### [Information supplied]
— Begin —
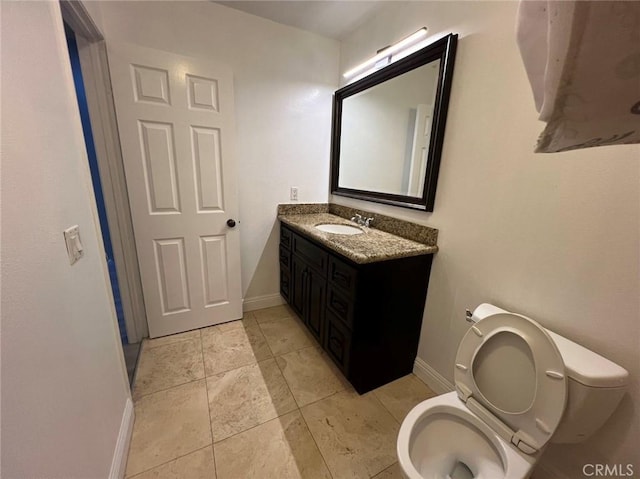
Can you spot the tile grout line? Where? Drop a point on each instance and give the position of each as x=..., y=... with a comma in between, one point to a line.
x=324, y=461
x=167, y=389
x=206, y=388
x=171, y=460
x=384, y=407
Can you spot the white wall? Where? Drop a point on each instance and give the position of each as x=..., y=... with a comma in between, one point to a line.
x=64, y=386
x=284, y=79
x=555, y=237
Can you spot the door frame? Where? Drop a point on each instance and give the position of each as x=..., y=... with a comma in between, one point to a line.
x=95, y=71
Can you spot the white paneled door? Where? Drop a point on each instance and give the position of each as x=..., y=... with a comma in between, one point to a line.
x=176, y=123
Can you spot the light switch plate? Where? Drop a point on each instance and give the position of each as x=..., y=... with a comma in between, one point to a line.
x=75, y=249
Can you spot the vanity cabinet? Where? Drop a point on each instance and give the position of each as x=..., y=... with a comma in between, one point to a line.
x=367, y=317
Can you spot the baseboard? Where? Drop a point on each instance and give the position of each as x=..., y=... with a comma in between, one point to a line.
x=260, y=302
x=119, y=463
x=432, y=378
x=548, y=471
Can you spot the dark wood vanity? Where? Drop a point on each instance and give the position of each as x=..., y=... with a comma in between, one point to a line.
x=367, y=317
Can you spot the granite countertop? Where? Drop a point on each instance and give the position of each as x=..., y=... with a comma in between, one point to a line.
x=371, y=246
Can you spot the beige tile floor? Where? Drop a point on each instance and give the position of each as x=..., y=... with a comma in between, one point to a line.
x=257, y=398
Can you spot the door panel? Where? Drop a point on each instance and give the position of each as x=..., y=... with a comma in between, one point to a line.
x=176, y=123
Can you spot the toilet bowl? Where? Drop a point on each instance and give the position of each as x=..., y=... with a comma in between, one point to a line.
x=454, y=435
x=512, y=384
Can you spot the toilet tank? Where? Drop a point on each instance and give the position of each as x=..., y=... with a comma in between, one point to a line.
x=596, y=386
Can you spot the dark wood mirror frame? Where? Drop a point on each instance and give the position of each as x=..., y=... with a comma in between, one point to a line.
x=444, y=50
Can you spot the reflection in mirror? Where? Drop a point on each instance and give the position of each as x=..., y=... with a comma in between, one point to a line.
x=388, y=129
x=399, y=111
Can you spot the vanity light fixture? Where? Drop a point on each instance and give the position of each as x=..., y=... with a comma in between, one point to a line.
x=388, y=52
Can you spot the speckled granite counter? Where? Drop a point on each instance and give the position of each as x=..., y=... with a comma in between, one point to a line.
x=371, y=246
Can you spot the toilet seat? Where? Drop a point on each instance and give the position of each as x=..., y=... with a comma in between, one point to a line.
x=525, y=364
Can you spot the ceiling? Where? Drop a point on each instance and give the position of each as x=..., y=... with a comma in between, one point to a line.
x=333, y=19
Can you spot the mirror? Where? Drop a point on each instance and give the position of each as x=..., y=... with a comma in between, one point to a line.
x=388, y=129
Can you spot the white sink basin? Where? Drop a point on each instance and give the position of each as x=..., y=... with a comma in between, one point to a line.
x=340, y=229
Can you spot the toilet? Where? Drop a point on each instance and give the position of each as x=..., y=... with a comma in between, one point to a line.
x=518, y=386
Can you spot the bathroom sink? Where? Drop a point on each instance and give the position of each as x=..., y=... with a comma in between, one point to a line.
x=339, y=229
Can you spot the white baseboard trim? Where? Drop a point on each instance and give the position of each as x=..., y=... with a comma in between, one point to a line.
x=432, y=378
x=119, y=463
x=260, y=302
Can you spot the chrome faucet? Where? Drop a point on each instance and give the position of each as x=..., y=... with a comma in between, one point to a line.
x=360, y=220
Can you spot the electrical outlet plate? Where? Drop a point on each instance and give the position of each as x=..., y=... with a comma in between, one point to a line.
x=75, y=249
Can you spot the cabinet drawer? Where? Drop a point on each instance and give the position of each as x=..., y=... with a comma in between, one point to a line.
x=337, y=342
x=340, y=305
x=285, y=283
x=313, y=255
x=285, y=257
x=285, y=237
x=342, y=275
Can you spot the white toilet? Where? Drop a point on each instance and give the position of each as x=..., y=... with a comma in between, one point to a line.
x=518, y=386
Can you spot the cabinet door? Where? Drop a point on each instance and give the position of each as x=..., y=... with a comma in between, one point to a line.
x=337, y=343
x=298, y=285
x=315, y=302
x=285, y=283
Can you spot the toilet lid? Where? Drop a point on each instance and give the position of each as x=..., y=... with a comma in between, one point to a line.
x=510, y=372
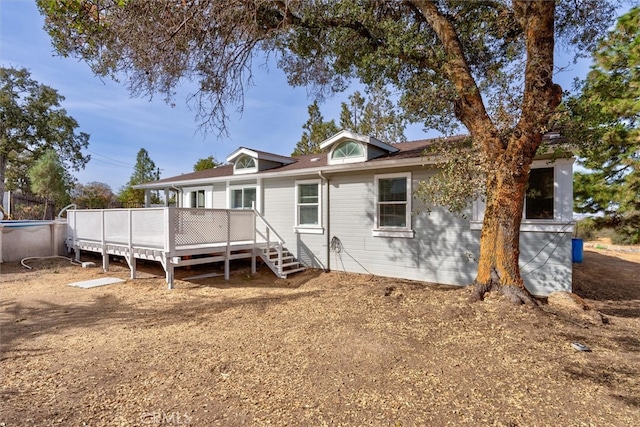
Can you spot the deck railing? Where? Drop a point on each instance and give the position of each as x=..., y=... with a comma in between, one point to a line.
x=166, y=229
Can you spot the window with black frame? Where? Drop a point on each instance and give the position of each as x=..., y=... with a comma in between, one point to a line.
x=539, y=202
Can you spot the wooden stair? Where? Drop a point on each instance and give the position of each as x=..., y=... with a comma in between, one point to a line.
x=281, y=261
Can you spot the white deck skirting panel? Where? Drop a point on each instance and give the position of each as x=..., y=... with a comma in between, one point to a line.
x=172, y=236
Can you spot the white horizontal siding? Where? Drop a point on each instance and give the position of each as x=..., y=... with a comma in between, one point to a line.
x=279, y=210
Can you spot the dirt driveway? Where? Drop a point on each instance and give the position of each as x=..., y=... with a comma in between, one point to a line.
x=317, y=349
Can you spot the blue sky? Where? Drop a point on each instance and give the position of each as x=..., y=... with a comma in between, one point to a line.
x=120, y=125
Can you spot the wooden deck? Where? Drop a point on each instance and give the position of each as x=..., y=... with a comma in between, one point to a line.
x=175, y=237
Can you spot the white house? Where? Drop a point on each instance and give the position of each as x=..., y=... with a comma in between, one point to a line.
x=351, y=209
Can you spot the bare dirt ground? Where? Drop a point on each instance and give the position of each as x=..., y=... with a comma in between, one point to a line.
x=316, y=349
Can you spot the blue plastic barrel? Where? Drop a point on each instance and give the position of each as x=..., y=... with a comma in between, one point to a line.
x=576, y=250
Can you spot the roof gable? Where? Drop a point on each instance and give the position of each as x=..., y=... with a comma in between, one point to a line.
x=346, y=135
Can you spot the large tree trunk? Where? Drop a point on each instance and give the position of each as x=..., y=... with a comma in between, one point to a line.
x=498, y=268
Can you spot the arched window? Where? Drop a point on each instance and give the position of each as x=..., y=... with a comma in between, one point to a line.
x=347, y=149
x=245, y=162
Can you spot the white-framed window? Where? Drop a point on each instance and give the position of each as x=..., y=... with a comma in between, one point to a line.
x=245, y=164
x=243, y=197
x=540, y=195
x=197, y=199
x=393, y=205
x=548, y=204
x=347, y=152
x=309, y=207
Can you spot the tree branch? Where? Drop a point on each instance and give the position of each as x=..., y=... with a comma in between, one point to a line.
x=469, y=108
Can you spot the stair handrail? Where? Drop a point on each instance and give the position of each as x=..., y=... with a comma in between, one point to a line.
x=280, y=240
x=270, y=227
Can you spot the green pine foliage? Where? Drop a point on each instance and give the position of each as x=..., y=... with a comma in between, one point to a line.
x=605, y=117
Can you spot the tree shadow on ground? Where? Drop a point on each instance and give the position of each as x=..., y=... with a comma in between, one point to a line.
x=20, y=322
x=613, y=284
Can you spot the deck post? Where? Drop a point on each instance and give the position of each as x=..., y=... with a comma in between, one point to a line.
x=132, y=258
x=169, y=243
x=228, y=249
x=105, y=255
x=169, y=269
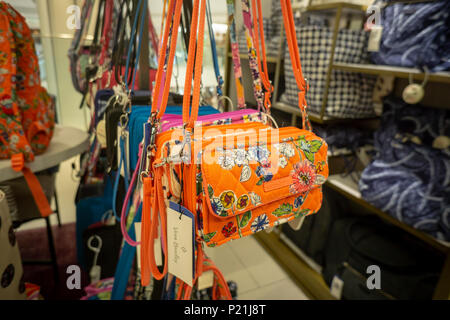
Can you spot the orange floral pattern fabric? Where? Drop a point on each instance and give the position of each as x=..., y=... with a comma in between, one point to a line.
x=239, y=190
x=26, y=109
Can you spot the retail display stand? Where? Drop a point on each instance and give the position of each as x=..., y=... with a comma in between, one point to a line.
x=294, y=262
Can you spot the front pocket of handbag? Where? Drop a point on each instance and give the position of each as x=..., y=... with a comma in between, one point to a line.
x=248, y=188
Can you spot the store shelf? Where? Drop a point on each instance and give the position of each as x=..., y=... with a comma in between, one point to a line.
x=348, y=188
x=245, y=56
x=330, y=6
x=310, y=281
x=312, y=116
x=398, y=72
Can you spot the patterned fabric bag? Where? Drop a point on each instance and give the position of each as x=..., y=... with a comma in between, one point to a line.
x=414, y=34
x=237, y=179
x=350, y=94
x=27, y=119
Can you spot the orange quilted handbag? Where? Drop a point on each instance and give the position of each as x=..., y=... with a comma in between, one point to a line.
x=237, y=179
x=27, y=111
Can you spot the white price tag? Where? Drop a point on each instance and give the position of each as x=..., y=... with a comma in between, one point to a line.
x=206, y=280
x=375, y=38
x=101, y=133
x=180, y=242
x=336, y=287
x=127, y=150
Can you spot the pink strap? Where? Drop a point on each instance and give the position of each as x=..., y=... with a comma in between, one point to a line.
x=123, y=215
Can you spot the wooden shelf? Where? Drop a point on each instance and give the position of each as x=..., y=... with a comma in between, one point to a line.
x=348, y=188
x=312, y=116
x=399, y=72
x=310, y=281
x=245, y=56
x=330, y=6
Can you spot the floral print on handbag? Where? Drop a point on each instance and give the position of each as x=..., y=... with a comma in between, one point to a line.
x=27, y=111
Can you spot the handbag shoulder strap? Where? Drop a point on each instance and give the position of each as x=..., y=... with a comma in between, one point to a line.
x=302, y=85
x=164, y=72
x=259, y=29
x=195, y=57
x=214, y=50
x=153, y=35
x=234, y=43
x=253, y=61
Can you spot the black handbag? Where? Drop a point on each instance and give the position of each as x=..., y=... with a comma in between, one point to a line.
x=313, y=235
x=408, y=270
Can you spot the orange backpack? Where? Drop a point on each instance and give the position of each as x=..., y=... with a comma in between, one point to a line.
x=27, y=116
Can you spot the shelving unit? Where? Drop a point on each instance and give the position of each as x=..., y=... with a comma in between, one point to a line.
x=398, y=72
x=306, y=276
x=349, y=189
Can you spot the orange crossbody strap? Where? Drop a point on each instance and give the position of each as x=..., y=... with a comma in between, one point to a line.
x=145, y=229
x=18, y=165
x=291, y=38
x=258, y=27
x=190, y=62
x=159, y=210
x=198, y=55
x=173, y=44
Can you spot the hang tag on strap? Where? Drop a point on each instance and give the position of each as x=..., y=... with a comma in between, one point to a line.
x=375, y=38
x=206, y=280
x=180, y=242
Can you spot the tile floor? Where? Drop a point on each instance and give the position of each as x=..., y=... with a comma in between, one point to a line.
x=245, y=262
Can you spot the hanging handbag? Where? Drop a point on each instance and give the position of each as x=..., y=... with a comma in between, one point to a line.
x=236, y=191
x=350, y=94
x=27, y=111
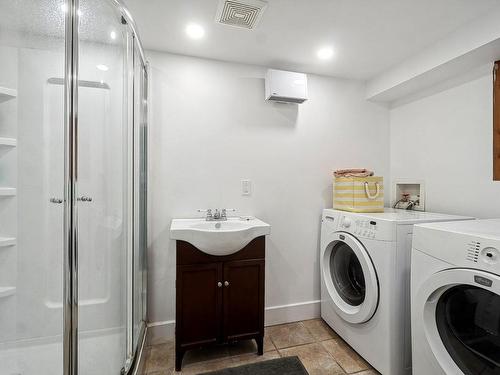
— End —
### [Job]
Rewrite the entries from the line containing "Can you spot the front" down through the line containing "x=408, y=270", both included, with "pink strap" changed to "magenta strap" and nothing else altered.

### [Result]
Can you spot the front pocket of handbag? Where? Drop a point on each instance and give the position of each as x=..., y=... with a comma in between, one point to a line.
x=248, y=188
Can you spot the store shelf? Where? Drop a point on each instance and give the position of each as x=..., y=... with a comma in between, one point to a line.
x=348, y=188
x=245, y=56
x=330, y=6
x=310, y=281
x=312, y=116
x=398, y=72
Can you spot the patterned fabric bag? Where? Drop a point on each instance and give the position of each as x=..., y=... with a comma in between, one point to a line.
x=414, y=34
x=237, y=179
x=350, y=94
x=27, y=119
Can you spot the orange quilted handbag? Where? Drop a point on each instance and give the position of each as x=..., y=... with a comma in between, one point to a line.
x=237, y=179
x=27, y=111
Can you spot the white price tag? Where? Drop a point on each instance and give the position of each as x=..., y=... with a comma in between, one point to a line.
x=206, y=280
x=375, y=38
x=101, y=133
x=180, y=242
x=336, y=287
x=127, y=150
Can you spot the magenta strap? Where? Drop a point on each instance and give the position of each as x=..., y=... with a comma in between, one point to a line.
x=123, y=215
Can you spot the wooden shelf? Where? Drop a point on each instance and give the position of each as x=..., y=... with a comma in between, one point to a line.
x=348, y=188
x=312, y=116
x=399, y=72
x=310, y=281
x=245, y=56
x=330, y=6
Can you spot the floral print on handbag? Where? Drop a point on each instance and give the position of each as x=..., y=... with a comma in between, one point to a line.
x=27, y=111
Can you spot the handbag shoulder strap? Where? Drop a point on each instance and give the position of each as x=..., y=... with a comma in between, one point to a line.
x=302, y=85
x=164, y=72
x=259, y=29
x=195, y=57
x=214, y=50
x=153, y=35
x=234, y=43
x=253, y=61
Can you spot the black handbag? Where? Drop a point on each instance and give the position of each as x=..., y=... with a comma in between, one point to a line.
x=313, y=235
x=408, y=270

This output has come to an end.